▸ WHAT YOU NEED TO DO
Copy out the entries in the part that opens with the line containing "Tag the mortar" and closes with the line containing "[[322, 135]]", with the requests and their sample point lists left unchanged but every coordinate in the answers scaled by 1.55 and rounded to a whole number, halves rounding up. Give only that part.

[BEGIN]

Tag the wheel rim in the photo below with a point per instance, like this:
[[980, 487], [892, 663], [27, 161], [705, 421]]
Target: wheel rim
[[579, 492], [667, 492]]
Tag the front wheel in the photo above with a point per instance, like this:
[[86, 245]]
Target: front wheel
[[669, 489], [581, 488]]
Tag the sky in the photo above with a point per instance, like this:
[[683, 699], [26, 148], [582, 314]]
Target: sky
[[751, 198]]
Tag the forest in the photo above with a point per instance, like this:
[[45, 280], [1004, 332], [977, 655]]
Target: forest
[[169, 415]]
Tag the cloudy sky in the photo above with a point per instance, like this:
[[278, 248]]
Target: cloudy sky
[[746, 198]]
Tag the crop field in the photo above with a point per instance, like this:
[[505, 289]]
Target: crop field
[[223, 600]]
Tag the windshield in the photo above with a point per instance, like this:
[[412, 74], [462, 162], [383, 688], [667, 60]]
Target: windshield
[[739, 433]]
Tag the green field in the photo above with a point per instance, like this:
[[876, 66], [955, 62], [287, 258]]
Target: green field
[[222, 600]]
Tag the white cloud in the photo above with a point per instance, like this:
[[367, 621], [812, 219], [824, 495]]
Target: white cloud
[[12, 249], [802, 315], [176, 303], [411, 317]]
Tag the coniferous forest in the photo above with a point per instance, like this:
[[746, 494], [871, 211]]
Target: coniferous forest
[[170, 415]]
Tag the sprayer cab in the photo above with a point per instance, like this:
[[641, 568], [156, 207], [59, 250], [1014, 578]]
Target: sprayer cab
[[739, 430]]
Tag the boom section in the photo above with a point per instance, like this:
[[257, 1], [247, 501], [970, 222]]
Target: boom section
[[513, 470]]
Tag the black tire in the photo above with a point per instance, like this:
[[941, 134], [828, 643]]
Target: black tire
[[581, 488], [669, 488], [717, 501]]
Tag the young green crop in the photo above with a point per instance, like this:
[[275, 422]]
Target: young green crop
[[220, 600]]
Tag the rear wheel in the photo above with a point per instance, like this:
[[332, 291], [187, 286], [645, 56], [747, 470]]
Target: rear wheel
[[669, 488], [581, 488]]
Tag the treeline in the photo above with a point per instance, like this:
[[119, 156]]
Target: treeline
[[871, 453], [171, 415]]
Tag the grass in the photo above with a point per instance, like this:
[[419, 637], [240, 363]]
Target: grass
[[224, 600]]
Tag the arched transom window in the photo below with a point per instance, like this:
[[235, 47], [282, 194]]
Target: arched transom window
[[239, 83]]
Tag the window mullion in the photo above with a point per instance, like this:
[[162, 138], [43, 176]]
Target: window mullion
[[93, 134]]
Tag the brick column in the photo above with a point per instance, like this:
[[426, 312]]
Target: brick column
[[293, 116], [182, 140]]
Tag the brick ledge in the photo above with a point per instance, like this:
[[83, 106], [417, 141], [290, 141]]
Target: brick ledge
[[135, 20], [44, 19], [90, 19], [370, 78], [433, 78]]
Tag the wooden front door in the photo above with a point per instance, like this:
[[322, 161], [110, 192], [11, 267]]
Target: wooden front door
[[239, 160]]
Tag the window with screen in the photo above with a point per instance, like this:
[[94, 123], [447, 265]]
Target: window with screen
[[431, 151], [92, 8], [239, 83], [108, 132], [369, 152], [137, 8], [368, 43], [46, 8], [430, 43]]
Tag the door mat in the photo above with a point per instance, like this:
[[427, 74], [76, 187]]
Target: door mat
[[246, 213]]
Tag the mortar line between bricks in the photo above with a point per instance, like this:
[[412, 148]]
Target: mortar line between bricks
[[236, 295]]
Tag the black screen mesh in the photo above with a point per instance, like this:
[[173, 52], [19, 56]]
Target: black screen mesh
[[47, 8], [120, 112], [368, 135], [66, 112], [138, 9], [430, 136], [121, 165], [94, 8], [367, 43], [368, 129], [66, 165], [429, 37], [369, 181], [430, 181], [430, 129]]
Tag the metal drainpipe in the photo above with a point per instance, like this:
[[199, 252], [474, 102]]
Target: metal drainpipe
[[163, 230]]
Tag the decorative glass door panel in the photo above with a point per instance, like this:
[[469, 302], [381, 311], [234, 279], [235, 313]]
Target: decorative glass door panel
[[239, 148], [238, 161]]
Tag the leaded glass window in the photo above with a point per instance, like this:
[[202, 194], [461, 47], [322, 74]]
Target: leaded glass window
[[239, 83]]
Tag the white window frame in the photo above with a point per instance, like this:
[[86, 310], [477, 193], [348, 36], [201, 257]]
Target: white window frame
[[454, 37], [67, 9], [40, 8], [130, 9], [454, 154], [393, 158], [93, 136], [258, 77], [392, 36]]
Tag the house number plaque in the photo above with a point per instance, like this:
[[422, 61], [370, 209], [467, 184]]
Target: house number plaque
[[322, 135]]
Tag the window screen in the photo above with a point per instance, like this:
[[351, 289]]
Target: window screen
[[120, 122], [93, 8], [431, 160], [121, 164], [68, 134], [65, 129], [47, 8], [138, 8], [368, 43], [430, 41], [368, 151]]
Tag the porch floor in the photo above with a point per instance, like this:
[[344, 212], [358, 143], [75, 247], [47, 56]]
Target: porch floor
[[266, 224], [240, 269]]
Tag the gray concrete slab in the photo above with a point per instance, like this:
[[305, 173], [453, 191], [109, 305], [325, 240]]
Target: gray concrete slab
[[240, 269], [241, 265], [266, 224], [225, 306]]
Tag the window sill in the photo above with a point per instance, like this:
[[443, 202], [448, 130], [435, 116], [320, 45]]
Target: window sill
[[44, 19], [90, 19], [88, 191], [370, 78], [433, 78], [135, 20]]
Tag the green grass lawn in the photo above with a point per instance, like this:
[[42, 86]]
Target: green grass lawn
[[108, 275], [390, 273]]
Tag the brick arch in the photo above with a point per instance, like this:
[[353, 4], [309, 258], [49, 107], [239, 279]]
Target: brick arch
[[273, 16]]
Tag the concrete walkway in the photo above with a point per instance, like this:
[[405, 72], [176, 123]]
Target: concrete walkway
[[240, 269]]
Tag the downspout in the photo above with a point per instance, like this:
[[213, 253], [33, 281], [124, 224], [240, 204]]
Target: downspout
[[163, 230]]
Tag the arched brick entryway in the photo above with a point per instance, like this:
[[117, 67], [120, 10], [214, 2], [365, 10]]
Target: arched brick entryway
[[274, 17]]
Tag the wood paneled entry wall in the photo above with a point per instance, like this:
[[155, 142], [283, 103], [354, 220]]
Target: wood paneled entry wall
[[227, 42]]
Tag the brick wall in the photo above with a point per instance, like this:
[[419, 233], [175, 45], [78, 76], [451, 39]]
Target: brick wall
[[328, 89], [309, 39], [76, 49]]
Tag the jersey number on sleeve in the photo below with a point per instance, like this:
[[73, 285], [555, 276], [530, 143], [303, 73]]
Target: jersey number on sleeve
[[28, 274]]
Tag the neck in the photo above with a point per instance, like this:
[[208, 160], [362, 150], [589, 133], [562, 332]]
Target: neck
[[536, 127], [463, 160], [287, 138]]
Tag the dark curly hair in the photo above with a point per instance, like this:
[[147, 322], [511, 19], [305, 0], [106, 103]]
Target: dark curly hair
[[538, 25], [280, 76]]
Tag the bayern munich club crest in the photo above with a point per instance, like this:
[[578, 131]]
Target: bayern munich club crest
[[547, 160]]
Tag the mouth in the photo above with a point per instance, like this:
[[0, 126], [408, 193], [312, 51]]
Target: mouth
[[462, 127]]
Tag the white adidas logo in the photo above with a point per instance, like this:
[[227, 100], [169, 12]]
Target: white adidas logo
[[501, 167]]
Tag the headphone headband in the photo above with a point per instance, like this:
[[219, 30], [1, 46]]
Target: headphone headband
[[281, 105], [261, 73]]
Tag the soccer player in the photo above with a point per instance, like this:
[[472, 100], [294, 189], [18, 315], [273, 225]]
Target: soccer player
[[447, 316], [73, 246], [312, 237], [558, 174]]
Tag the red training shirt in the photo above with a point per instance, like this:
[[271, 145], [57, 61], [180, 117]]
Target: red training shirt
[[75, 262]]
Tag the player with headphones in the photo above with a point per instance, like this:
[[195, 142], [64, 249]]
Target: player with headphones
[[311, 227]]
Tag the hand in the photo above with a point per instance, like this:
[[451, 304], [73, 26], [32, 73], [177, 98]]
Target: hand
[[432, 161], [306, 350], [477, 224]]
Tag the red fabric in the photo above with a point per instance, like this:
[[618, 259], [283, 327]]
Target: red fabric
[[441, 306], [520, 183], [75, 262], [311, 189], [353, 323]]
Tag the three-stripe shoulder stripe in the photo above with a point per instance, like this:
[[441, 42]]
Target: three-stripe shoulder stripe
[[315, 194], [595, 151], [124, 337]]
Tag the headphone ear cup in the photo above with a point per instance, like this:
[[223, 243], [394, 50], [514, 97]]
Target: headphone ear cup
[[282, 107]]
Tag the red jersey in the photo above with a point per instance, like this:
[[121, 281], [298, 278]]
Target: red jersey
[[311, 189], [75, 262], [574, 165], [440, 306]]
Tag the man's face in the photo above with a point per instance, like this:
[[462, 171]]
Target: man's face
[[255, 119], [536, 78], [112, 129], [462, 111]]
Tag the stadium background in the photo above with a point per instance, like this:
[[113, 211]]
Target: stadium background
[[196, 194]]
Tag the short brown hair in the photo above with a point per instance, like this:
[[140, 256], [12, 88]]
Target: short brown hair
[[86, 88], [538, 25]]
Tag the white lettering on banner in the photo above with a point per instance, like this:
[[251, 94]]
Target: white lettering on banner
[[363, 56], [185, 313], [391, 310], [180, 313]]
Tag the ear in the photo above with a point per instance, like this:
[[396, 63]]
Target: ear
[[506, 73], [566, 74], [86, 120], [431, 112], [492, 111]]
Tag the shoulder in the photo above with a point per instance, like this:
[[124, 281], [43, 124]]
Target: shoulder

[END]

▸ EXERCISE ANSWER
Tag the mortar line between bricks in the photo above with a point per instance, like this:
[[412, 148]]
Target: mortar line between bricks
[[366, 457]]
Tag the black screen mesh in the photo above with a point per instance, like this:
[[173, 52], [19, 56]]
Target: black screen mesh
[[73, 12], [186, 174], [570, 209], [102, 174], [214, 14], [667, 211], [188, 256], [146, 12], [569, 67], [570, 200], [102, 256], [665, 57], [572, 281], [667, 281], [667, 200]]
Tag the metal drainpipe in the photo above with a point per instance, like this:
[[199, 252], [474, 102]]
Target: metal drainpipe
[[253, 357]]
Tag the decorative glass door panel in the photo above with a point per instance, like this:
[[469, 302], [381, 311], [234, 279], [235, 313]]
Target: decorative glass door panel
[[370, 229], [369, 250]]
Tag the leaded glass window in the photo above with a point per instance, like this:
[[202, 194], [461, 47], [322, 74]]
Target: leaded glass window
[[370, 129]]
Tag the white window frame in the photo above with a point per instance, like this:
[[86, 310], [477, 193], [348, 36], [201, 257]]
Target: white window frame
[[704, 57], [104, 14], [62, 12], [202, 14], [704, 239], [609, 245], [144, 211], [400, 119], [608, 56]]
Tag the house number plaque in the photo above with a point per instance, like this:
[[422, 61], [370, 209], [467, 184]]
Target: house number plaque
[[499, 209]]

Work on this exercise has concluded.